YOUR OBJECTIVE -> Write the next part of the news piece below about the congressional DOGE subcommittee hearing and Elon Musk, starting right after its final sentence.

TEXT SHOWN ->
....................

Trump appointed Musk to lead the Department of Government Efficiency, a digital services office that has rebranded to focus on eliminating waste. Musk and the DOGE already halted much of the work of the United States Agency for International Development and offered government workers a buyout. The DOGE is eyeing cuts to the Department of Education, among other agencies.
Rep. Brian Jack, R-Ga., said Democrats were misspending their efforts at the hearing.
“I just took a rudimentary count of the Democrat’s testimony today, and I’ve got 27 mentions of Elon Musk and three mentions of waste,” Jack said, holding up a count sheet. “I don’t know if that’s, in fact, the right count, but I think it illuminates and illustrates one of the problems that we’re facing, which is a lack of bipartisan efforts to address these critical things.”
Rep. Robert Garcia, D-Calif., made a crude reference to a picture of Musk and called him the president—instead of Trump. I later asked Garcia if he felt the hearing focused too much on Musk.
“[Musk] and Donald Trump have ensured that Musk becomes a central part of the fight. He’s the one who’s put together this team,” Garcia said. “He’s amplifying what he’s doing on his social media platform. He’s the one with the large federal contracts. He’s, at this point, the co-president. It should be everyone’s concern.”
Although it shares an acronym with Musk’s Department of Government Efficiency, the subcommittee, led by Rep. Marjorie Taylor Greene, R-Ga., is a purely congressional effort to pursue its aims from inside the Capitol. If the Trump administration calls on Congress to pass DOGE-related legislation, it will likely look to the subcommittee for coordination.

....................

EXTRACTED DATA ->

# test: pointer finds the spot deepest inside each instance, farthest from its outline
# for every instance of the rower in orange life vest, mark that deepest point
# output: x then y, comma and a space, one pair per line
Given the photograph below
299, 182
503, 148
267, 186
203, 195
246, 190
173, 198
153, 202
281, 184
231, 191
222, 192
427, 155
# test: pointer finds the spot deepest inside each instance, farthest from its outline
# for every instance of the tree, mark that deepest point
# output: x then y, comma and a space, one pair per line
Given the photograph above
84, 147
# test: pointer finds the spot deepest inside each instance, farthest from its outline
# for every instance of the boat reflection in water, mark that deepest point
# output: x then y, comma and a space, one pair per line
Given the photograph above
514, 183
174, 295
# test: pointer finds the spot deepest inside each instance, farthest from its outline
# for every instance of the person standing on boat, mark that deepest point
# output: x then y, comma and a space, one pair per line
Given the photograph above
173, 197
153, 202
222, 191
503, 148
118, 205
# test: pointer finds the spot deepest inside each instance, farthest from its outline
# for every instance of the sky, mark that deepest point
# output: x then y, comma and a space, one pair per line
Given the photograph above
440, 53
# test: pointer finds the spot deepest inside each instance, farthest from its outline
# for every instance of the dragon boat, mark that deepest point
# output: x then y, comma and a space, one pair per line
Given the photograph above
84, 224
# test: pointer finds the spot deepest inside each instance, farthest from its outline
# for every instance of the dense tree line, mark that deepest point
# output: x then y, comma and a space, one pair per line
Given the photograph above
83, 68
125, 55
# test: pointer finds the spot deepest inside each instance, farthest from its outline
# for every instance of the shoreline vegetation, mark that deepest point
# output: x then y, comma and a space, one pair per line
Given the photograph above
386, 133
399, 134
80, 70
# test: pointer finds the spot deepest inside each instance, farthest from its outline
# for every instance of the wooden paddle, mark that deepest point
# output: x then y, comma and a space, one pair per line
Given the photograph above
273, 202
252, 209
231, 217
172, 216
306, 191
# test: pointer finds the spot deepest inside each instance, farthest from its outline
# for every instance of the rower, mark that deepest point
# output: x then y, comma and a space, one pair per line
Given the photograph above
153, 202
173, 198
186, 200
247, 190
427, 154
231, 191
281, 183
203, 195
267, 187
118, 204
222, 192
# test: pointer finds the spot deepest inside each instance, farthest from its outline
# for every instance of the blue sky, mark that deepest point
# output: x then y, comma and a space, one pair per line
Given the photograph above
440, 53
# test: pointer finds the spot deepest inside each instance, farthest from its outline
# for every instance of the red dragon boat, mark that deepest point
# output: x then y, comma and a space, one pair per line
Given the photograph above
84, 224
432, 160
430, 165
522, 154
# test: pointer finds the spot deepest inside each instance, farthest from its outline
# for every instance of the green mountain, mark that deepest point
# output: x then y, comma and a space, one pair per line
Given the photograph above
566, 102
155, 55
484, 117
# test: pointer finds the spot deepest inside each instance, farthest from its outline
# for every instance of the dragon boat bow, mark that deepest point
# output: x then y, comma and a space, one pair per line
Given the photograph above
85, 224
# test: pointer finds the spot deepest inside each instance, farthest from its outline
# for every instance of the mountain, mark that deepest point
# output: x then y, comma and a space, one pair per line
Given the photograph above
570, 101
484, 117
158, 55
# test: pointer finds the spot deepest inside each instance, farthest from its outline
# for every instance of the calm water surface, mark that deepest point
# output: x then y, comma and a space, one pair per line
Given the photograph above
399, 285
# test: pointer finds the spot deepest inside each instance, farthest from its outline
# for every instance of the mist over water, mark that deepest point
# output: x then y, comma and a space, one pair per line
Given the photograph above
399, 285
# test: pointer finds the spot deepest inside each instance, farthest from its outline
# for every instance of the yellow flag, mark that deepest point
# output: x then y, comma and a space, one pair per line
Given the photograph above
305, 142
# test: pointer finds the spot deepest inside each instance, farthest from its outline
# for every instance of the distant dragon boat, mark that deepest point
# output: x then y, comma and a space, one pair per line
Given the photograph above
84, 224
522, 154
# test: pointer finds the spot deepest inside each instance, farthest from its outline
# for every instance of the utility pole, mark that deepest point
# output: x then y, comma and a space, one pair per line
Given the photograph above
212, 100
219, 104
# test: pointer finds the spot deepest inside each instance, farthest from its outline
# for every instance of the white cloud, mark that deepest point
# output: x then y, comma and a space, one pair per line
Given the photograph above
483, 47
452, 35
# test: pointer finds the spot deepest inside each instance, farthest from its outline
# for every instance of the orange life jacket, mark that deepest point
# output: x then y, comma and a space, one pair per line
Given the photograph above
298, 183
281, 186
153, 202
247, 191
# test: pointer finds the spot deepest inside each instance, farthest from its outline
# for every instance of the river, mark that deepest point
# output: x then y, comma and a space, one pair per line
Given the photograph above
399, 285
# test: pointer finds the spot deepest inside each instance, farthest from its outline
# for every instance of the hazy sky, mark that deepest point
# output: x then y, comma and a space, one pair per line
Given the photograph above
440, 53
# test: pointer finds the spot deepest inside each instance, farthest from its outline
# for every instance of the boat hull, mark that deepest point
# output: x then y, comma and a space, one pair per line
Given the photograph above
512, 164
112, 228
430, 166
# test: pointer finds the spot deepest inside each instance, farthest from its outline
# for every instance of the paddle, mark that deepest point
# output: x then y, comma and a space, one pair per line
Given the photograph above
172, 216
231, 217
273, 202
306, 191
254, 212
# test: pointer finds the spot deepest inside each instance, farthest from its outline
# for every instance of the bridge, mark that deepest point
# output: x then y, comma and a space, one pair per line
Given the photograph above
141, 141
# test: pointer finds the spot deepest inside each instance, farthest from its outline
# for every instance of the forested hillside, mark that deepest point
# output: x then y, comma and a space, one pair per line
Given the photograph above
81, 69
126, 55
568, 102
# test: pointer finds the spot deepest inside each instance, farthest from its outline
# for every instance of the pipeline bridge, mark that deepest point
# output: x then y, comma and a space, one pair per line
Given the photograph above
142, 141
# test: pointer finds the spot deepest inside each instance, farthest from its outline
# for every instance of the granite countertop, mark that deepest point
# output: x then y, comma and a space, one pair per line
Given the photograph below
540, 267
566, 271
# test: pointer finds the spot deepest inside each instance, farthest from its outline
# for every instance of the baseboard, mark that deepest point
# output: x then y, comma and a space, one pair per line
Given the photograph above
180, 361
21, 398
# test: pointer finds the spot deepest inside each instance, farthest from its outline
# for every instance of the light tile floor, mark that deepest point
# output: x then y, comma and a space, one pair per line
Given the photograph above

....................

TASK RESULT ->
As its first slate of witnesses, the subcommittee called experts on government oversight, fraud prevention, and efficiency to testify about how well the government manages its many services and what prevents it from ensuring taxpayer funds serve their ends effectively.
Rep. Tim Burchett, R-Tenn., asked the witnesses about user ID standards, a long-standing problem for Congress that pits privacy concerns against the need to verify the identities of people who receive government benefits. Burchett asked Haywood Talcove, the CEO of LexisNexis Risk Solutions for Government, whether the government should adopt standards more in line with private sector companies like PayPal.
“They are systems that are based on encryption; they use data to validate you are who you say you are,” Talcove said. “You cannot allow individuals to provide the information based on what they think—it has to be based on what you know.”
When asked to estimate how much money is wasted on fraud and abuse in entitlement programs such as Medicare and Medicaid, Talcove said he believes the number is somewhere near $1 trillion.
“Putting in front-end identity verification, eliminating self-certification, and monitoring the back-end of the programs that are providing the benefits—those three things,” Talcove replied when asked how to prevent that waste.
Rep. William Timmons, R-S.C., said after the hearing that Trump is responding to the will of voters by working to make the government more efficient.
“President Trump is in charge. He has chosen to ask one of the brightest minds of our generation to find waste, fraud, and abuse, and the people who have an interest in these ridiculous government programs are going crazy,” Timmons said.